VDI: Wie kamst Du zur Formula Student?

Lukas Huck: Als ich in Paderborn Maschinenbau studiert habe, wusste ich, dass es das UPB Racing Team gab. Sie haben im Herbst 2014 in Vorlesungen um neue Mitglieder geworben. Und nach dem Kennenlernabend, bin ich dabeigeblieben.

Von 2016 bis 2018 haben wir vom UPB Racing Team gemeinsam mit dem VDI-Bezirksverein OWL einen offenen Testtag veranstaltet - als Preevent für die Formula Student. Die Events waren klein, mit nur drei bis vier Teams. Zur gleichen Zeit hat Norelem ebenfalls ein Preevent angeboten, dieses war in ähnlicher Größe zum heutigen Event.

Wir haben dann überlegt, gemeinsam etwas auf die Füße zu stellen und so die Teams bei der Vorbereitung auf die Formula Student zu unterstützen. Das Ergebnis ist das VDI-Racing-Camp powered by Norelem.

Seit 2019 bin ich mit dabei und gemeinsam mit anderen Alumni, bieten wir den Studierenden die Chance ihre Wagen in allen Disziplinen der Formula Student den Juroren vorzustellen. So haben die Teams eine Deadline vor dem Start der Rennsaison und können so außerhalb der Wertung gucken, wo sie noch nachbessern müssen.

Praxiserfahrung fürs spätere Berufsleben

VDI: Was ist das Besondere an diesem Wettbewerb?
----
*ZU ERLEDIGEN*
1. Wann hat das UPB Racing Team laut dem Interview zur Formula Student in Vorlesungen um neue Mitglieder geworben?
2. Schreibe den Abschnitt des Interviews zur Formula Student um, beginnend bei „VDI: Wie kamst“ und endend bei „powered by Norelem.“, und setze dabei „Vorab-Event“ anstelle von „Preevent“.
3. Führe das Interview zur Formula Student im Anschluss an seinen letzten Satz weiter.

[Quelldatensätze]
----
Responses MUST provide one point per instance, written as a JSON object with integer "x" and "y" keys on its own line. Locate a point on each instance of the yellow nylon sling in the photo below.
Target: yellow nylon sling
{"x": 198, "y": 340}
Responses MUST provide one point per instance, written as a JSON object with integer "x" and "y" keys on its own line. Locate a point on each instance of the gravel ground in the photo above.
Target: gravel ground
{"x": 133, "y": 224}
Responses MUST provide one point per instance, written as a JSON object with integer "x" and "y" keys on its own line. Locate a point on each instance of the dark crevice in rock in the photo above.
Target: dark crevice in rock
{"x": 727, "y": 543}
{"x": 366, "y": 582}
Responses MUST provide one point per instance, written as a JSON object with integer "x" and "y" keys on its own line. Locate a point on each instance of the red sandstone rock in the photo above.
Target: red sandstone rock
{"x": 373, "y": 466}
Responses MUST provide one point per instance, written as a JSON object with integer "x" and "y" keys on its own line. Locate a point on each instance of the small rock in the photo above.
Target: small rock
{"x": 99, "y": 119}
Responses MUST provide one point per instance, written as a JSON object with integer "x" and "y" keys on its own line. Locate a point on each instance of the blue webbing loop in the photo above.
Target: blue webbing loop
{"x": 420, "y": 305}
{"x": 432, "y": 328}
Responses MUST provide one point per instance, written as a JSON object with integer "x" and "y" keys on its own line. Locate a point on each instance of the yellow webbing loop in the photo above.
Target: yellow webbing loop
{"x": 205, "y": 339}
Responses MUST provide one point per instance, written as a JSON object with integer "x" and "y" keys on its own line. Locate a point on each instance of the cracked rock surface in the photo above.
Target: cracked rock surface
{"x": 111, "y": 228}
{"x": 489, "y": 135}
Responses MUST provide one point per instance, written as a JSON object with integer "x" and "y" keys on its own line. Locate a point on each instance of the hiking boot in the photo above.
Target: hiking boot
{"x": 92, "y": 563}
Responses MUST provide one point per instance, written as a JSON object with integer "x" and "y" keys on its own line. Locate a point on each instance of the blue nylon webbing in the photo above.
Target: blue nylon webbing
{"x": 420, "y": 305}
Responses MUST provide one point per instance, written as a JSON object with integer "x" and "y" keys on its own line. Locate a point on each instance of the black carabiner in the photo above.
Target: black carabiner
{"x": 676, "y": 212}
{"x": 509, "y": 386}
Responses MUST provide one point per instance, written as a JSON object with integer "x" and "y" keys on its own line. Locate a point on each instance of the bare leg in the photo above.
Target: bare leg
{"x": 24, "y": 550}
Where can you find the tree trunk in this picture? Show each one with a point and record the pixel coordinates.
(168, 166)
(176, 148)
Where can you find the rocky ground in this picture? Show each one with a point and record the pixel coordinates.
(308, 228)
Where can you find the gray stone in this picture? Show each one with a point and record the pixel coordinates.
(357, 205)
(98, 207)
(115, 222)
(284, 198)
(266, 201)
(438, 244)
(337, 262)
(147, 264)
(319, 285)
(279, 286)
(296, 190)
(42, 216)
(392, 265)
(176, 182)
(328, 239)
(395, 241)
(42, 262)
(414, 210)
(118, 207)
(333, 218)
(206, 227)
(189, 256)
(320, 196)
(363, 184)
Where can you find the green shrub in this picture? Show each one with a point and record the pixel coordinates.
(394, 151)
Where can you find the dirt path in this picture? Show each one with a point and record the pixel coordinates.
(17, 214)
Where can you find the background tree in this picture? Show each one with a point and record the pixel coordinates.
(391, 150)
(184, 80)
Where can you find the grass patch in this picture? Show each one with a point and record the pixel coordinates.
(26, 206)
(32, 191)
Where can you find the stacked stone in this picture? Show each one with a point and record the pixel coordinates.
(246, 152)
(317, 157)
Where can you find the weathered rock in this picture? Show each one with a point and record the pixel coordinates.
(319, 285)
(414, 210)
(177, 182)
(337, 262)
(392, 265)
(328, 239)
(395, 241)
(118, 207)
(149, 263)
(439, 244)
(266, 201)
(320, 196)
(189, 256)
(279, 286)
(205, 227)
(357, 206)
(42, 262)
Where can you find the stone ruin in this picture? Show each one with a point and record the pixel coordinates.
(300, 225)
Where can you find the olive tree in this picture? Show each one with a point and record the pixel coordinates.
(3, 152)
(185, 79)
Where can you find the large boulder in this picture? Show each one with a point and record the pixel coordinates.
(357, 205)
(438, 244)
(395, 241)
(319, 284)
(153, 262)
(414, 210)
----
*LÖSUNGEN*
1. Im Herbst 2014.

2.
VDI: Wie kamst Du zur Formula Student?

Lukas Huck: Als ich in Paderborn Maschinenbau studiert habe, wusste ich, dass es das UPB Racing Team gab. Sie haben im Herbst 2014 in Vorlesungen um neue Mitglieder geworben. Und nach dem Kennenlernabend, bin ich dabeigeblieben.

Von 2016 bis 2018 haben wir vom UPB Racing Team gemeinsam mit dem VDI-Bezirksverein OWL einen offenen Testtag veranstaltet - als Vorab-Event für die Formula Student. Die Events waren klein, mit nur drei bis vier Teams. Zur gleichen Zeit hat Norelem ebenfalls ein Vorab-Event angeboten, dieses war in ähnlicher Größe zum heutigen Event.

Wir haben dann überlegt, gemeinsam etwas auf die Füße zu stellen und so die Teams bei der Vorbereitung auf die Formula Student zu unterstützen. Das Ergebnis ist das VDI-Racing-Camp powered by Norelem.

3.
Ich habe selber gesehen, wie viel man als Teil des Teams lernt und aus dem Projekt mitnehmen kann. Denn der Bau des Rennwagens bietet eine Verknüpfung von Theorie und Praxis, die weit über das hinaus geht, was man an der Uni lernt. Im Team investierst Du viel Zeit und lernst, worauf es in der praktischen Umsetzung der Theorie ankommt. Das kann keine Vorlesung leisten.

In so einem Rennwagen stecken etwa 10.000 Arbeitsstunden der Teams, vom Projektmanagement über die Konstruktion am Zeichenprogramm, den Bau bis zum Start auf der Strecke. Du lernst auch mit anderen Disziplinen zusammenzuarbeiten. Diese Erfahrung machen viele erst später im Beruf.

Reale Testbedingungen der Formula Student Disziplinen

VDI: In welche Kategorien gehen die Rennteams an den Start?

Lukas Huck: Es gibt zwei Bereiche, in denen die Teams die Juroren überzeugen müssen: dynamisch und statisch.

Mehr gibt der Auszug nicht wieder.